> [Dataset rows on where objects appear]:
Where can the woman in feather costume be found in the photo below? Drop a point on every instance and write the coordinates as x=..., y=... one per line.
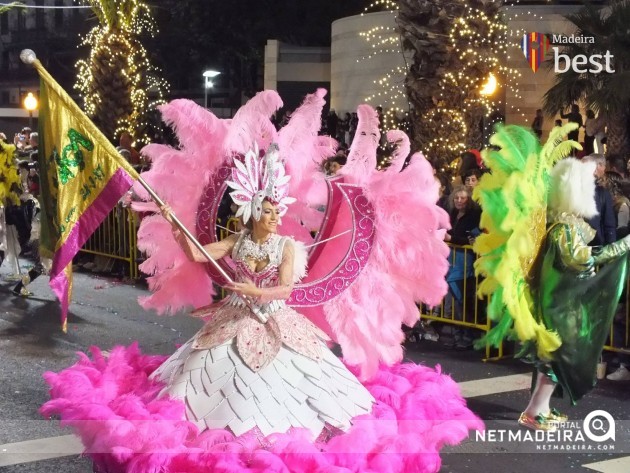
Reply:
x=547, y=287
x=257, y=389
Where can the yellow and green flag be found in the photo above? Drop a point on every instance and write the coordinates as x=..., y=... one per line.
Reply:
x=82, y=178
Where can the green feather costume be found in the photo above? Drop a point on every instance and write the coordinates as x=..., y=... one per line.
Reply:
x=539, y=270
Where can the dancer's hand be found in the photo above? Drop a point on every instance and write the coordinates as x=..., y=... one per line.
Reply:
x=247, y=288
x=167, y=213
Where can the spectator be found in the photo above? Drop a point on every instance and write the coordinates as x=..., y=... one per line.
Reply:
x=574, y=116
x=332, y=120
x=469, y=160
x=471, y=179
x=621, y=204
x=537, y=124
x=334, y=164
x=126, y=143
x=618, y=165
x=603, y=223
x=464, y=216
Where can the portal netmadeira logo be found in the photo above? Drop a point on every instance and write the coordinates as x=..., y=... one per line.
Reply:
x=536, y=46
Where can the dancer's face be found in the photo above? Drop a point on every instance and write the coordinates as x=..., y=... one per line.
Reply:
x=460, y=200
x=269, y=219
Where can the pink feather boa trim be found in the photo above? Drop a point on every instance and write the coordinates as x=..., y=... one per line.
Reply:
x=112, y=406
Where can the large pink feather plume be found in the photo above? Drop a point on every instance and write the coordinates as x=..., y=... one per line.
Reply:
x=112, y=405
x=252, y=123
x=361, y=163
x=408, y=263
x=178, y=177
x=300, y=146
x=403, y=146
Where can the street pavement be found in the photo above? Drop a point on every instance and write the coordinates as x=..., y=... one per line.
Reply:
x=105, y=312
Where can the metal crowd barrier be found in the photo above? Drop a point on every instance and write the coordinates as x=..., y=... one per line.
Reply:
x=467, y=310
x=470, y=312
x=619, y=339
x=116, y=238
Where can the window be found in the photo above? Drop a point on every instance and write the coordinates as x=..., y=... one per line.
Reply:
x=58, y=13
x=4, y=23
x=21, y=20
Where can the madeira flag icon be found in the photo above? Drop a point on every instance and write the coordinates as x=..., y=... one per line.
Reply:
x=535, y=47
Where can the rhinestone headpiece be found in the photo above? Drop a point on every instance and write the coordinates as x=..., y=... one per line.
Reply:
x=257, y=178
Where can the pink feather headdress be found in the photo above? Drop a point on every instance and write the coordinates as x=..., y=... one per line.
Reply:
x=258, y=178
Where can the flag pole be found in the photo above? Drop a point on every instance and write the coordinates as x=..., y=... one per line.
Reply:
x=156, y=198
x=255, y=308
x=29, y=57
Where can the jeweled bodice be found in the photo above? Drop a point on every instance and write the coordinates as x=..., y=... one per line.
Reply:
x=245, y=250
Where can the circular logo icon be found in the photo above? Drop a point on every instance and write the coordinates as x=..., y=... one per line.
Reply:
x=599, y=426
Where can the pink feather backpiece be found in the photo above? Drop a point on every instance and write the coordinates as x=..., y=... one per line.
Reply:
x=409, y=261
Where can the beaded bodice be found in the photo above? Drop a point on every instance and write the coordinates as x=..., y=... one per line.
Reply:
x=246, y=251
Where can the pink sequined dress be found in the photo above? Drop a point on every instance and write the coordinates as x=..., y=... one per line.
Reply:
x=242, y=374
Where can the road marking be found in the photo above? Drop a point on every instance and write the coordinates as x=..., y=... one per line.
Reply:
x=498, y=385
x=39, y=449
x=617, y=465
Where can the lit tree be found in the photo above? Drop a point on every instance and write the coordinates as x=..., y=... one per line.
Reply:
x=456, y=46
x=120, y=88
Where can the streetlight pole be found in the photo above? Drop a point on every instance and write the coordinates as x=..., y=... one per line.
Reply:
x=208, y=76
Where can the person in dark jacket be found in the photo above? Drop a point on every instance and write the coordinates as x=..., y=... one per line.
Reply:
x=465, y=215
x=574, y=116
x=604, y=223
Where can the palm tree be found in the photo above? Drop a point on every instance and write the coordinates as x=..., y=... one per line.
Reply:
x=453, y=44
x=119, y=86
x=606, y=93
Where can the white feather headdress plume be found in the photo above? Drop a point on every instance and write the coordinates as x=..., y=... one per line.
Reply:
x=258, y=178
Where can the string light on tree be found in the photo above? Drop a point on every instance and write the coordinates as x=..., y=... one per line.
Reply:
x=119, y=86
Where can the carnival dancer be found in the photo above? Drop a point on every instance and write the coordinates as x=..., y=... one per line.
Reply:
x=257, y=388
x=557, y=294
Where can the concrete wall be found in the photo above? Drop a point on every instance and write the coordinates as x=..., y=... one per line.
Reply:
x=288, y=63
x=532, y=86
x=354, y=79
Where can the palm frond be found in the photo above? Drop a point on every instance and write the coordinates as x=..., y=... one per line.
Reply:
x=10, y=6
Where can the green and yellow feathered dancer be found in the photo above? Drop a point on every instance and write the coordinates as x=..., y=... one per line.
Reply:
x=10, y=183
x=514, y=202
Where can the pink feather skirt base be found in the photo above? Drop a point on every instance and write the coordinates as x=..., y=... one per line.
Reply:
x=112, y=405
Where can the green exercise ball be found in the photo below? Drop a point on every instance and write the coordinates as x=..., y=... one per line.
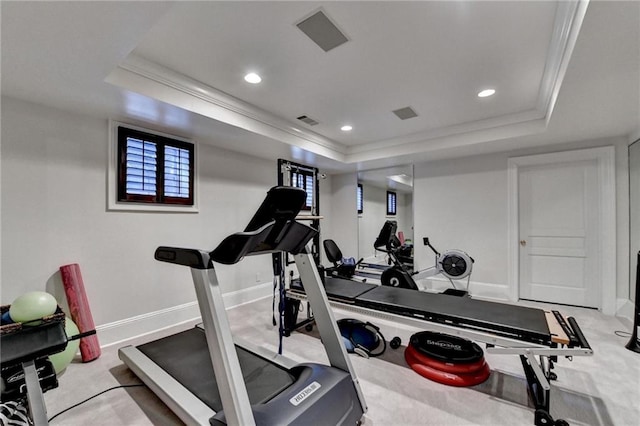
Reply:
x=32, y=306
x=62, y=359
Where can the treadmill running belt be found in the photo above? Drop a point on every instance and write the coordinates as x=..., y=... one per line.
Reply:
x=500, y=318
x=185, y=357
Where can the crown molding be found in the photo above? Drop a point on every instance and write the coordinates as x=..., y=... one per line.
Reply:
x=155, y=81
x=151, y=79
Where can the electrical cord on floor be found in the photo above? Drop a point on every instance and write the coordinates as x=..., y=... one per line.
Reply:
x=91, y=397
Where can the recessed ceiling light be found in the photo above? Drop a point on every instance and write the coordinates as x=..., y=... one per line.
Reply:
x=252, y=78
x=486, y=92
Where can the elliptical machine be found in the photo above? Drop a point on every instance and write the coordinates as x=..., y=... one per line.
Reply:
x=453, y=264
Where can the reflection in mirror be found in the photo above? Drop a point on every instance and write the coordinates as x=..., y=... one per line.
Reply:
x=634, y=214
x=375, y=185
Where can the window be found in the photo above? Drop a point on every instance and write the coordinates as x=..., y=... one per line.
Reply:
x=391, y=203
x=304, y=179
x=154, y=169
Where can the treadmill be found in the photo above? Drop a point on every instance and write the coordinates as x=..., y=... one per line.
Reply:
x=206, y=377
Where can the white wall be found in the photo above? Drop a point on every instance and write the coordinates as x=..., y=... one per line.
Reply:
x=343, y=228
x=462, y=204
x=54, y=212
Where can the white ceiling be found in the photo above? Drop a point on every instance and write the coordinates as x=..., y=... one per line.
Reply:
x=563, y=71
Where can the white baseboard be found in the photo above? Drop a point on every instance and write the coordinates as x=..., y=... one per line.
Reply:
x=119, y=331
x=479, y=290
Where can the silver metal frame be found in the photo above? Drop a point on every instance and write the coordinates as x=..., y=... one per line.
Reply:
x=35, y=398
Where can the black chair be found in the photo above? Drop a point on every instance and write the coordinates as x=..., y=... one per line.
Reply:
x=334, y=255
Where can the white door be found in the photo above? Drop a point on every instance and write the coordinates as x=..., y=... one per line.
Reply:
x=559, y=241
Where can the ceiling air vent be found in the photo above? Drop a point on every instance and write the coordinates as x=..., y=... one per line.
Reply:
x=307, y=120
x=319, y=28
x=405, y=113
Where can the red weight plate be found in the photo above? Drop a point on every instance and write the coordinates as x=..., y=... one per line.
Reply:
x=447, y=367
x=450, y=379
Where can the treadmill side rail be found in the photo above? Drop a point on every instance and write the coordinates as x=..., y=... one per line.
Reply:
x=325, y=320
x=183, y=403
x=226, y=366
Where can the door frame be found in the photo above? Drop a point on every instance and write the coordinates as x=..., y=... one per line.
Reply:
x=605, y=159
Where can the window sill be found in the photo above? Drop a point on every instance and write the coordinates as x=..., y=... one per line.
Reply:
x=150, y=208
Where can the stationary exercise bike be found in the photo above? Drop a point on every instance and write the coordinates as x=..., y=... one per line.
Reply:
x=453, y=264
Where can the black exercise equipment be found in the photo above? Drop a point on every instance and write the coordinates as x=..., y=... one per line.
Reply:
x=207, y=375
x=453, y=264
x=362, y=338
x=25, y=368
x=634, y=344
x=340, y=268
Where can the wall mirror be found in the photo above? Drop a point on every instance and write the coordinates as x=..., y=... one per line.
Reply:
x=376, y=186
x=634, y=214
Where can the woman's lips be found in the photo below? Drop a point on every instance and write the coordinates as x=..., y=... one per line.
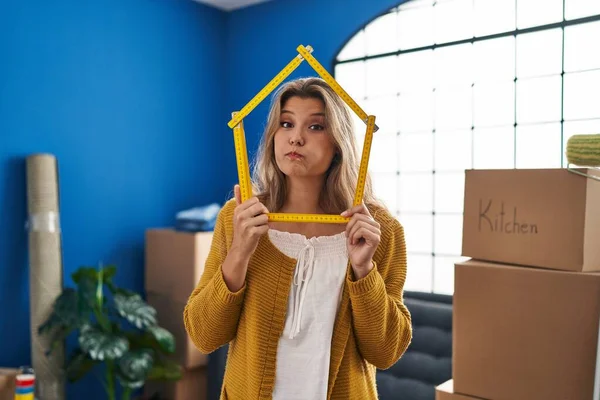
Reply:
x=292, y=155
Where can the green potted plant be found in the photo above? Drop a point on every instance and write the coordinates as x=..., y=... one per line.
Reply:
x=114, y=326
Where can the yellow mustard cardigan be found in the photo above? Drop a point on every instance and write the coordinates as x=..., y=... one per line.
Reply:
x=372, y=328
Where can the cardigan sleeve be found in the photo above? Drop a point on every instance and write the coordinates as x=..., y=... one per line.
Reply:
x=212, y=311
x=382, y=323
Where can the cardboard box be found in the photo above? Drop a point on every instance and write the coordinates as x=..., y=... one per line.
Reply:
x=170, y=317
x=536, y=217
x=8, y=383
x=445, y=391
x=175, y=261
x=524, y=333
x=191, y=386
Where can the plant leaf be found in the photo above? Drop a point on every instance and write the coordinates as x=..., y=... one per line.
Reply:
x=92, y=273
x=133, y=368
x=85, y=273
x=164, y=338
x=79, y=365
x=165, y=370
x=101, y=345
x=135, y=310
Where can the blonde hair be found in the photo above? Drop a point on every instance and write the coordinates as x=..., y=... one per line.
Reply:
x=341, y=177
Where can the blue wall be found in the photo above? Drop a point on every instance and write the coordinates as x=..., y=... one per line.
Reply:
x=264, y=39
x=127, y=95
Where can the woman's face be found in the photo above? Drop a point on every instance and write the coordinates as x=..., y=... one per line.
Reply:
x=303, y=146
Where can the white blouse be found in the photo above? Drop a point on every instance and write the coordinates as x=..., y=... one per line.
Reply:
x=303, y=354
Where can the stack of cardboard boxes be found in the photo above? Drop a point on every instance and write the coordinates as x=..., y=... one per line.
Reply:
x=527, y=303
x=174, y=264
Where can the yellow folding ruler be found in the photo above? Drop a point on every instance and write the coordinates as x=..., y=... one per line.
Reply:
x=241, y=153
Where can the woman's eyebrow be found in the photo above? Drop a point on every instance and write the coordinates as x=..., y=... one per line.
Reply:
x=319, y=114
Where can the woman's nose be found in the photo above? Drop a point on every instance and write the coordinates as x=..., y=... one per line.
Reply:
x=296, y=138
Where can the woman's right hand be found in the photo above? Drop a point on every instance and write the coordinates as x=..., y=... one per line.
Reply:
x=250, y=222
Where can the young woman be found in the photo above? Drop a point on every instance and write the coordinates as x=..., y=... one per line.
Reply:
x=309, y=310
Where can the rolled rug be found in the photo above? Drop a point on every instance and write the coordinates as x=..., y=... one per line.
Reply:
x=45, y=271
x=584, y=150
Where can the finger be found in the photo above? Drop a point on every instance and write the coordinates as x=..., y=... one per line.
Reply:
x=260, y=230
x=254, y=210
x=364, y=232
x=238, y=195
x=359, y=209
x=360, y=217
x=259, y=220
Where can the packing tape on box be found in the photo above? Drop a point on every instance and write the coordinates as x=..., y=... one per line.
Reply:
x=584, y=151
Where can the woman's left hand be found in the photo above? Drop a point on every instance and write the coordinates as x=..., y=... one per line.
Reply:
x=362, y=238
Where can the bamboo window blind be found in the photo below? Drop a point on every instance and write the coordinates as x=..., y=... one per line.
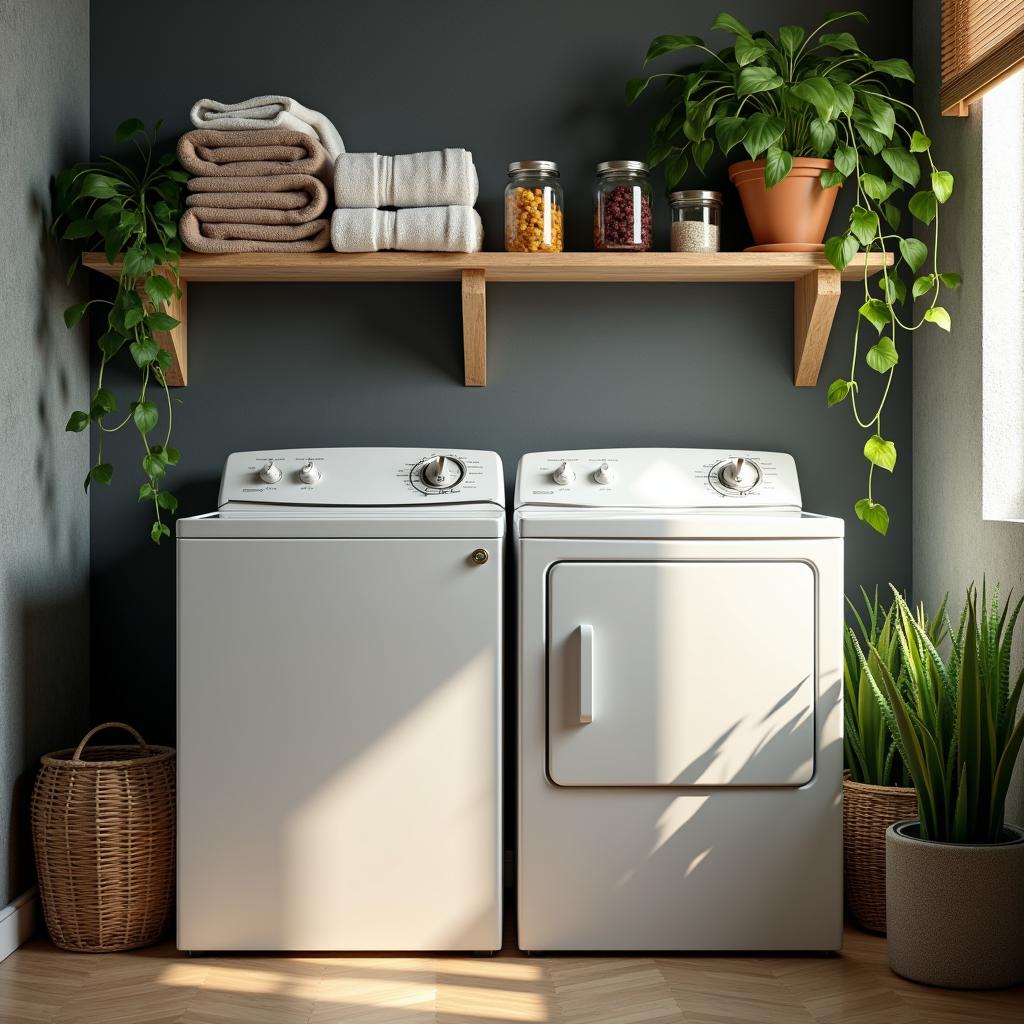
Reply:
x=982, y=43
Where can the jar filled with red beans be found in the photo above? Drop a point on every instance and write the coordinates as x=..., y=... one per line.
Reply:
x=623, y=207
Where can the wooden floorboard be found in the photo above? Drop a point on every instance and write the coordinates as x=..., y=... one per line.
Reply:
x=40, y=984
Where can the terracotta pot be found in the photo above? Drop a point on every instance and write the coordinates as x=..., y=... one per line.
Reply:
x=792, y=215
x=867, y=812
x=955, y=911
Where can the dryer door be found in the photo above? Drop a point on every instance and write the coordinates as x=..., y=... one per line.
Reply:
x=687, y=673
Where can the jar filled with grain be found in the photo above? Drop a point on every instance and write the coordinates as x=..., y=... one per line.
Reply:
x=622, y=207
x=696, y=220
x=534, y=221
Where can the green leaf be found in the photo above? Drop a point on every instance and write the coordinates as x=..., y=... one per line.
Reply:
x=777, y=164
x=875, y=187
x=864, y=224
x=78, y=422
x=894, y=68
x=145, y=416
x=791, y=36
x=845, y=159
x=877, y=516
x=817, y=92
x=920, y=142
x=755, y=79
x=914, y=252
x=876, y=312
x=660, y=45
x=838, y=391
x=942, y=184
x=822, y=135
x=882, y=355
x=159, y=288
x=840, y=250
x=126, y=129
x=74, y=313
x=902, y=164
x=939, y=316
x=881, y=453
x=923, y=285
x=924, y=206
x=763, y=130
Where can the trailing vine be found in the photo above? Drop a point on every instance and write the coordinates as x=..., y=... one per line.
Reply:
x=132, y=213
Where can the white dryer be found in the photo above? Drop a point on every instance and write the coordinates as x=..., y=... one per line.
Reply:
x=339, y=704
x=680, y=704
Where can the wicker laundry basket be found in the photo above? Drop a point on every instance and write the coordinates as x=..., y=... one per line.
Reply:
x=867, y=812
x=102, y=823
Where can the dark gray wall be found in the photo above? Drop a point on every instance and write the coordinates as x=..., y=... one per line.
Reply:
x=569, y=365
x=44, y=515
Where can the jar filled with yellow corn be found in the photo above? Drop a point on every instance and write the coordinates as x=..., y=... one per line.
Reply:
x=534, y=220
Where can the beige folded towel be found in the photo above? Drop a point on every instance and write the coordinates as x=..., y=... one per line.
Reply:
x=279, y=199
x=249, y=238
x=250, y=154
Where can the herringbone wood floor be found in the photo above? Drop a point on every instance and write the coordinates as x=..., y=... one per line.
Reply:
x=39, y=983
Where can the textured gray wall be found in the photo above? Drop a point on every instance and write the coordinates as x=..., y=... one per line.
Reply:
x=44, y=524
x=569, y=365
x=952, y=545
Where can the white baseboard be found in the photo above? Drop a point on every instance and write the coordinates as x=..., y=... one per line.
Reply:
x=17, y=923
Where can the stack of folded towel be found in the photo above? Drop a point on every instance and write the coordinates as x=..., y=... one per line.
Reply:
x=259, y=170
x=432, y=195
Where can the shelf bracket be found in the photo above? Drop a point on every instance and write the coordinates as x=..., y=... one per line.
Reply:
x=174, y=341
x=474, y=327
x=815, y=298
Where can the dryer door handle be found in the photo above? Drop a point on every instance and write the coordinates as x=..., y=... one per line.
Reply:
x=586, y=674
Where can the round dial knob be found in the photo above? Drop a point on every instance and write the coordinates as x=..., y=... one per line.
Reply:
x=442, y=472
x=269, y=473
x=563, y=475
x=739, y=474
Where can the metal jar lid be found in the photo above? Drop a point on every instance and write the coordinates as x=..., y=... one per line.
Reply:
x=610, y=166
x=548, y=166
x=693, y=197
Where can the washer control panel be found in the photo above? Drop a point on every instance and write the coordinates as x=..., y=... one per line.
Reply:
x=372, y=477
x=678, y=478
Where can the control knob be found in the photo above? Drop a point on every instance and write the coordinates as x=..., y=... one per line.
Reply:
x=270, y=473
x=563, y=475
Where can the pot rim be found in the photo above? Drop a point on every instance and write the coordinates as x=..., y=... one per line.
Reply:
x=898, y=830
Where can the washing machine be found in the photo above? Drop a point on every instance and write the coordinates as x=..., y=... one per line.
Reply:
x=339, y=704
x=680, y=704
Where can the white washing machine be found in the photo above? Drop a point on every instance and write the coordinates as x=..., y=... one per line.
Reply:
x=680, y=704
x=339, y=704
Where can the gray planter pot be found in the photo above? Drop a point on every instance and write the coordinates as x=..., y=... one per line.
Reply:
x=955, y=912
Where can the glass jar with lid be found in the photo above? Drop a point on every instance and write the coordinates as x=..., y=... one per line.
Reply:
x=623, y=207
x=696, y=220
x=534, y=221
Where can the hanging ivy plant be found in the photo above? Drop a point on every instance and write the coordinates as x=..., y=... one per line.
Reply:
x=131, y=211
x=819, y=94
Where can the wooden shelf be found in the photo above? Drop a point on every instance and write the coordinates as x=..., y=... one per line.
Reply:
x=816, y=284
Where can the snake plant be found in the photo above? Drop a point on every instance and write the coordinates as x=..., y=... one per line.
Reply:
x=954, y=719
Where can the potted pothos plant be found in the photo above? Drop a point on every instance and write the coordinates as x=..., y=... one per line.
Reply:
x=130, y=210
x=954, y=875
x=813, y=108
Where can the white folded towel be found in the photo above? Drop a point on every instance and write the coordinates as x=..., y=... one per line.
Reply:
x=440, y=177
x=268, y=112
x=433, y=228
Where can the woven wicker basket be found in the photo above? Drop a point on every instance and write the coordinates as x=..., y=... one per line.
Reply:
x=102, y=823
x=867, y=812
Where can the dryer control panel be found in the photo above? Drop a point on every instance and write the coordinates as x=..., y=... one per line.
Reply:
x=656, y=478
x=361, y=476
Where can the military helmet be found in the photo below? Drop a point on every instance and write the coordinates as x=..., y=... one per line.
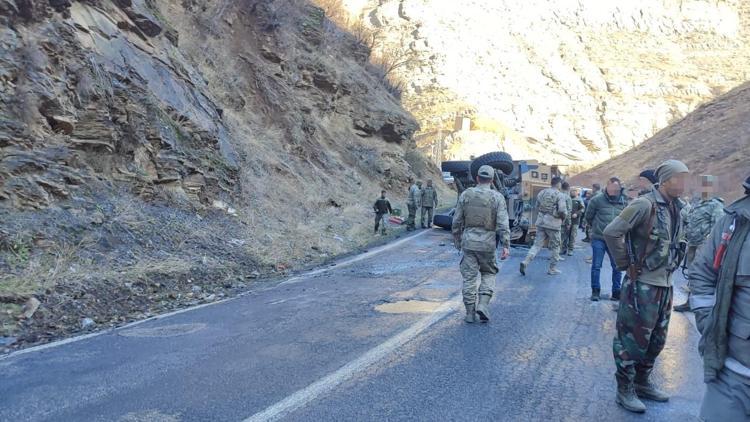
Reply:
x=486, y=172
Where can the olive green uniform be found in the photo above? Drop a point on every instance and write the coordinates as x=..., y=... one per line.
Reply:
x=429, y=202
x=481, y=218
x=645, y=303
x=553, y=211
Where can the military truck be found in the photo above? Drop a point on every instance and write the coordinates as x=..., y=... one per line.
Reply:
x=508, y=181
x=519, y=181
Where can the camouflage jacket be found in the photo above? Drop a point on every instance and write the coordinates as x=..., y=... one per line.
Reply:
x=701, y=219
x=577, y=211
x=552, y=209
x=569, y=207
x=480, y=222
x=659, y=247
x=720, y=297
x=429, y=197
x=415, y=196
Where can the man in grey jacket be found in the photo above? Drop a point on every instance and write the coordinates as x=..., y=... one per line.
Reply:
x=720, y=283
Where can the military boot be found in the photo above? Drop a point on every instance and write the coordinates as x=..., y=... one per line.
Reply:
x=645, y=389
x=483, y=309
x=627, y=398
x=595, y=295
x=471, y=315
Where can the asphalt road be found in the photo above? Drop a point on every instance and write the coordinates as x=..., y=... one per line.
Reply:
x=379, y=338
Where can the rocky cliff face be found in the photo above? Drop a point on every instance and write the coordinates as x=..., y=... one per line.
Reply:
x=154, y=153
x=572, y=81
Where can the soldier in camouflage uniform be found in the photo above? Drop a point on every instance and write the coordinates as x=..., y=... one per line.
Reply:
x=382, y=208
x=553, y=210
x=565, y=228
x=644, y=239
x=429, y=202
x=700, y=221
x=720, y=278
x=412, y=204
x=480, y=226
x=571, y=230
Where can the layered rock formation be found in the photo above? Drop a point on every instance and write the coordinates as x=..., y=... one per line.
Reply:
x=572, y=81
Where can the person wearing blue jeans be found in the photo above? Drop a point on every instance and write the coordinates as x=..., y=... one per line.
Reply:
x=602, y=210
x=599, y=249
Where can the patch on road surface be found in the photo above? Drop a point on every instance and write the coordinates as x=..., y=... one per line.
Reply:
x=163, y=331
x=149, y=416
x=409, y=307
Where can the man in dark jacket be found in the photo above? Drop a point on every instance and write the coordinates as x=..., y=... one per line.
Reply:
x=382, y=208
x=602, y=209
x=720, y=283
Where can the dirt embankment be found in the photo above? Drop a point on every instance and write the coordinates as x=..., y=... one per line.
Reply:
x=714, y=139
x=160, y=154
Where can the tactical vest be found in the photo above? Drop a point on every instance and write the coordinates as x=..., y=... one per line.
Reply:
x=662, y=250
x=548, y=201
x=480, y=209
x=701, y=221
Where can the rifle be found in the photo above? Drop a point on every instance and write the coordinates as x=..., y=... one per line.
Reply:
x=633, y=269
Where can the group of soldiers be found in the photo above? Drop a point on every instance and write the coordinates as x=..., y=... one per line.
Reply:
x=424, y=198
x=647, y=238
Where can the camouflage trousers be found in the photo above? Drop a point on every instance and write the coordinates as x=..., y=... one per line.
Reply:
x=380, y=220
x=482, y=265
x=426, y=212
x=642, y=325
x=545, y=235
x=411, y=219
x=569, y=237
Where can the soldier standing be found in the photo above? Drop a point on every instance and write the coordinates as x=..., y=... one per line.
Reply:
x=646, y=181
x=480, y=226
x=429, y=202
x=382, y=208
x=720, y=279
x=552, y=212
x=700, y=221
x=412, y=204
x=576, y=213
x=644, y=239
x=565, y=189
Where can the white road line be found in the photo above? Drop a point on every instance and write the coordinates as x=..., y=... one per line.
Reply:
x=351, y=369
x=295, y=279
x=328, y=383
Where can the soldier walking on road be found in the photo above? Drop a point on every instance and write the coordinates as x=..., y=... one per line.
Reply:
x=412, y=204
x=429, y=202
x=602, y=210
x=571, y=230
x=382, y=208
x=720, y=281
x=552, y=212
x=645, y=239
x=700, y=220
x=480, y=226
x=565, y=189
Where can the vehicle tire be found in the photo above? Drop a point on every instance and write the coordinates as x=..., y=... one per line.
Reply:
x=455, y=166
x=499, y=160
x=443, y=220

> [What you have to do]:
Arrange the stretch from the start of the records through the line containing "x=539, y=270" as a Markdown table with the columns Row and Line, numbering each line and omitting blank lines. Leave the pictures out of the answer.

> [Full answer]:
| Row | Line |
|---|---|
| 1 | Where can the woman in feather costume be found in the photo below? Drop a point on every instance and write the coordinates as x=..., y=... one per line. |
| 2 | Reply: |
| 3 | x=547, y=287 |
| 4 | x=257, y=389 |
| 5 | Where can the yellow and green flag be found in the photo above? Drop a point on every instance and write the coordinates as x=..., y=... one per line. |
| 6 | Reply: |
| 7 | x=82, y=178 |
| 8 | Where can the green feather costume be found in the photo above? Drop a point on every instance and write the coordinates as x=..., y=... one per line. |
| 9 | Reply: |
| 10 | x=539, y=270 |